# Prompt
In the passage about Objective CAML development tools below, which kinds of tools does it say it will detail in the following?

We have restricted ourselves up to now to the Objective CAML distribution. Nevertheless the community of developers using this language is active, as demonstrated by the number of messages on the [email protected] mailing list. Numerous tools, libraries, and extensions are used to facilitate development. In the following we detail the use of tools for editing, syntax extension, interfacing with other languages and parallel programming. We mention as well the numerous graphical interface libraries. Most of these contributions can be found on the ``Caml Hump'' site:

Link


http://caml.inria.fr/hump.html


Editing tools

There are several modes recognizing Objective CAML syntax for the emacs editor. These modes are used to automatically indent text in the course of entering it, making it more readable. This is an alternative to the interaction window under Windows. Since emacs runs under Windows, the Objective CAML toplevel can be launched within one of its windows.

# Dataset excerpt
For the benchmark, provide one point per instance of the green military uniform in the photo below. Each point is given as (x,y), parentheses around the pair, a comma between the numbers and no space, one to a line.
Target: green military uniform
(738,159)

# The answer
- Tools for editing
- Tools for syntax extension
- Tools for interfacing with other languages
- Tools for parallel programming